··· Dataset excerpts ···

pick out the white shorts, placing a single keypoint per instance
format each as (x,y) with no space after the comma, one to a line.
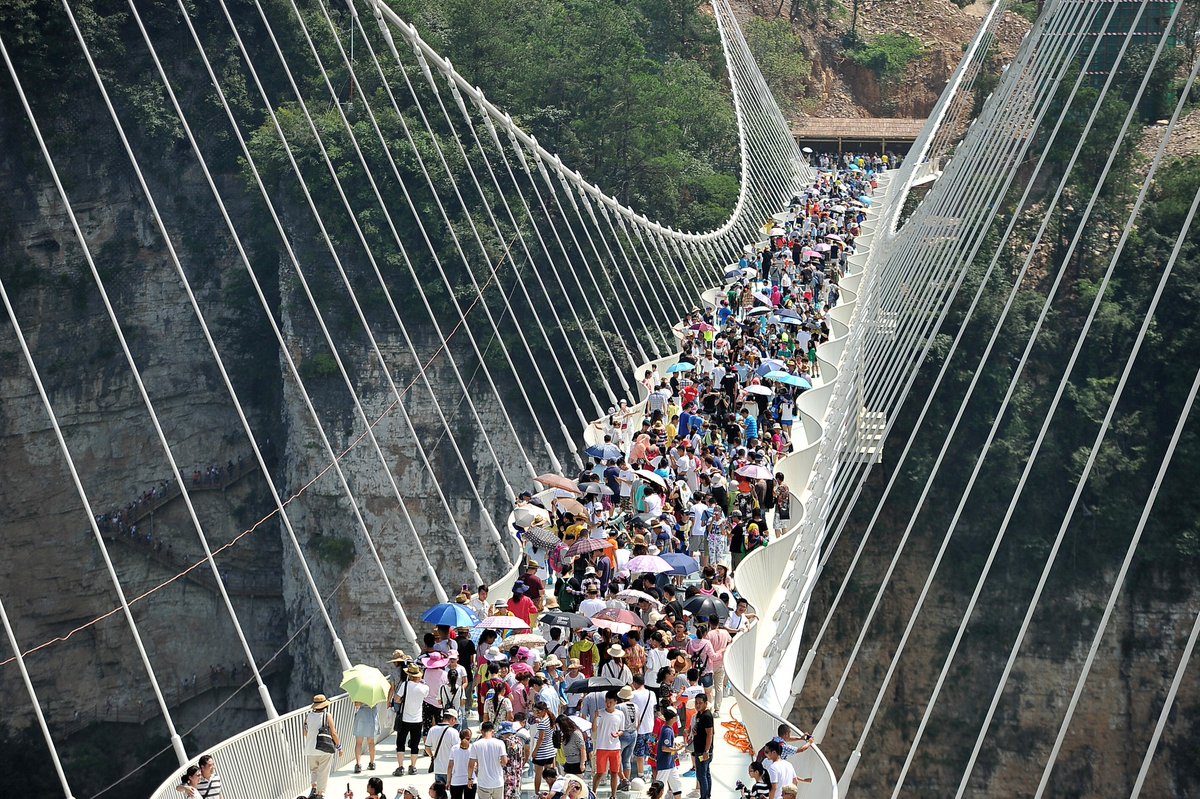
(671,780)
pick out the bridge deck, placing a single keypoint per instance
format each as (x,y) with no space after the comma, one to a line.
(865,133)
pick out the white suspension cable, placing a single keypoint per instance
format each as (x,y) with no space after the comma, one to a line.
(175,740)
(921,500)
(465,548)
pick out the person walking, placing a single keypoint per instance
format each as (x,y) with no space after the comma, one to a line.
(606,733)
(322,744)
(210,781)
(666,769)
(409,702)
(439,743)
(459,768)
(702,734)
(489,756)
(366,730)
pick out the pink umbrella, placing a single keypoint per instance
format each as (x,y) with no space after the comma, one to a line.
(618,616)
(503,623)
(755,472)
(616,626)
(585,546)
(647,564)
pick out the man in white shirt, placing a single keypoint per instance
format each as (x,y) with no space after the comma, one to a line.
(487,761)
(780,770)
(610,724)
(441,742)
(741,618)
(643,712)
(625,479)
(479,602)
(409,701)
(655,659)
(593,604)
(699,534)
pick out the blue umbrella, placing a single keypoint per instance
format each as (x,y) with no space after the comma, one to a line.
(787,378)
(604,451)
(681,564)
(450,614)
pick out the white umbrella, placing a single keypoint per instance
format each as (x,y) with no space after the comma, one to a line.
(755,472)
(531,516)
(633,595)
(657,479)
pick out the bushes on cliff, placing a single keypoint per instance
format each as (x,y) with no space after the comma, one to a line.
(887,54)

···

Reformat the entries, from the line containing "pick out the pink" through the final line of the entries, both included, as a Markdown table. Use two columns, Row and Line: Row numbers each line and Line holds its text, with blank lines omitted.

| Row | Line |
|---|---|
| 1 | pick out the pink umbrella, placing a single keypoint per instance |
| 2 | format each as (x,y) with no space after the comma, one to a line. |
| 3 | (618,616) |
| 4 | (503,623) |
| 5 | (755,472) |
| 6 | (616,626) |
| 7 | (585,546) |
| 8 | (647,564) |
| 9 | pick out the man in white shirt, placing a single keypoint per instance |
| 10 | format each as (x,y) with no space after the comma, one to a line. |
| 11 | (487,761) |
| 12 | (780,770) |
| 13 | (610,724) |
| 14 | (441,742) |
| 15 | (741,618) |
| 16 | (643,712) |
| 17 | (625,479) |
| 18 | (479,602) |
| 19 | (409,701) |
| 20 | (655,659) |
| 21 | (593,604) |
| 22 | (699,534) |
| 23 | pick out the blue umbrella, placing a single keypoint per instance |
| 24 | format each as (x,y) with no space after the comma, one to a line. |
| 25 | (787,378) |
| 26 | (604,451) |
| 27 | (681,564) |
| 28 | (450,614) |
| 29 | pick out the white umbrella, placing a single keypoint per instance |
| 30 | format each as (x,y) with no space after the comma, one to a line. |
| 31 | (755,472) |
| 32 | (531,516) |
| 33 | (633,595) |
| 34 | (657,479) |
| 35 | pick out the bushes on cliff, placing a single keypoint per instance |
| 36 | format each as (x,y) with no space after the comma, one to a line. |
| 37 | (887,54) |